Data:
%%

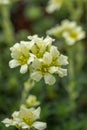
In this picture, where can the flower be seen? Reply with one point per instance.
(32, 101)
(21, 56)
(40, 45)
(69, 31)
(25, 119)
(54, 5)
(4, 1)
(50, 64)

%%

Written request:
Could you output every line of the rows above as a JSON list of strings, one string per line, skipping blank lines and leaving out the pictures?

Result of this exercise:
[
  "In this picture, where can the flower be seen? Reply with one point per instance.",
  "(32, 101)",
  "(21, 56)",
  "(40, 45)",
  "(69, 31)",
  "(25, 119)",
  "(54, 5)",
  "(4, 1)",
  "(50, 64)"
]